## SELECTION:
##############################
Research last year by VisitBritain found 33 per cent of those visiting the UK for work from outside Europe extended their stay beyond the business purpose, compared to 12 per cent from within Europe.
One of the factors was when there was a visa requirement, it made sense to capitalise on a business trip by adding a leisure element.
While negotiations are still at a sensitive stage, the Department for Exiting the European Union (DExEU) says it is committed to agreeing a “reciprocal labour mobility framework” and a “comprehensive deal on air services”.
“Business travel is of vital economic importance both for the UK and the EU, and it is mutually beneficial for this to remain as frictionless as possible after Brexit,” DExEU says.
Business travel vitally important for UK economy
The UK’s business travel spend grew 7 per cent to almost £39 billion in 2016, according to latest GBTA research and Carlson Wagonlit Travel UK and Ireland country director Johan Wilson believes any impacts will be operationally, rather than on growth.
Indeed, the top five UK travel management companies, which include CWT, Amex, HRG, FCM and BCD Travel, saw their combined UK sales grow 6.6 per cent from £4.348 billion in 2016 to £4.635 billion in 2017.
“Business travel is going to happen anyway and the world will not end with Brexit,” says Mr Wilson. “The question is how much more cumbersome that will be.”
Business travel is going to happen anyway and the world will not end with Brexit
Deloitte risk advisory director Bob Judson says Brexit is a “business risk like any other and it can be planned for and managed”, but adds the outlook for the aviation sector is unclear.
“Key issues such as ongoing membership of the European Aviation Safety Authority remain in flux,” he points out.
##############################
## DATA FOR THIS TASK:
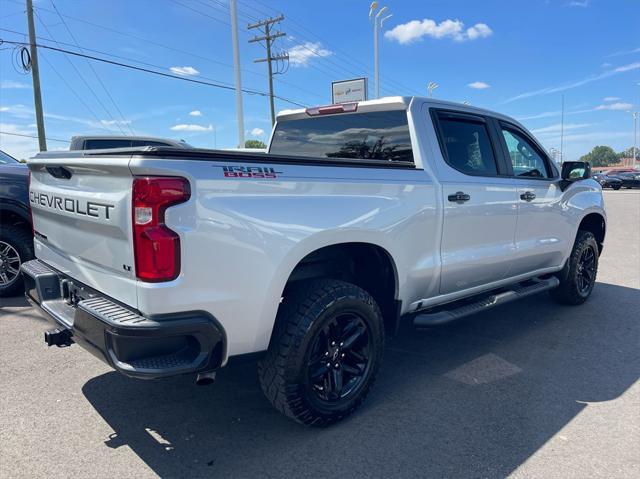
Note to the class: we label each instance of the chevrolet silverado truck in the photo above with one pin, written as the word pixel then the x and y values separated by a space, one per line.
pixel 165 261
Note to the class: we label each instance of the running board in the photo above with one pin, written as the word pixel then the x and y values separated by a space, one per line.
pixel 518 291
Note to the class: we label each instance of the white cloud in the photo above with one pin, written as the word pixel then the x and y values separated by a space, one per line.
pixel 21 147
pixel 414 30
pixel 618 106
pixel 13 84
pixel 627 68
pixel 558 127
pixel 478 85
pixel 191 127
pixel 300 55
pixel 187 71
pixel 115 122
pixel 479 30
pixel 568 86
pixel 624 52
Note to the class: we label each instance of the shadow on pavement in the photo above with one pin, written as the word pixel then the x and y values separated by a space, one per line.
##############################
## REQUIRED TASKS:
a - Count the lines of the entries that contain the string "written" and reply with only that number.
b - Pick up the article on Brexit and business travel after its final sentence and carry it on.
The article and the entries come from unrelated sources.

## IN RESPONSE:
a - 4

b -
A lack of agreement on aviation, including flying rights with the EU and other countries, could have multiple implications, including duplication of safety certification, disruption to the framework for aircraft flying between markets, tariff-related costs on airport and airline supply chains, and cost and time to change technology systems, says Mr Judson.
Brexit knocked UK off top spot for European business travel
While in 2017 the UK was the top destination for European business travel, according to BCD Travel’s Cities and Trends report, a recent survey by Reuters revealed 76 financial services companies with UK operations have plans to relocate staff or restructure their business post-Brexit.
Business Visits and Events Partnership vice chair Simon Hughes adds the organisation has anecdotal reports of major European congresses considering moving their large-scale conferences out of the UK to mainland Europe.
But despite predictions of a mass migration to the EU in preparation for Brexit, many companies are holding steady, with big hitter Google committing to a £1-billion London super headquarters and Bloomberg opening its own £1-billion European HQ in the capital last year.
“For many companies, it is business as usual, but now the challenge is in making sure that government recognises Brexit could also be an opportunity to make significant changes to areas such as air passenger duty that currently limit the UK’s competitiveness,” says Mr Hughes.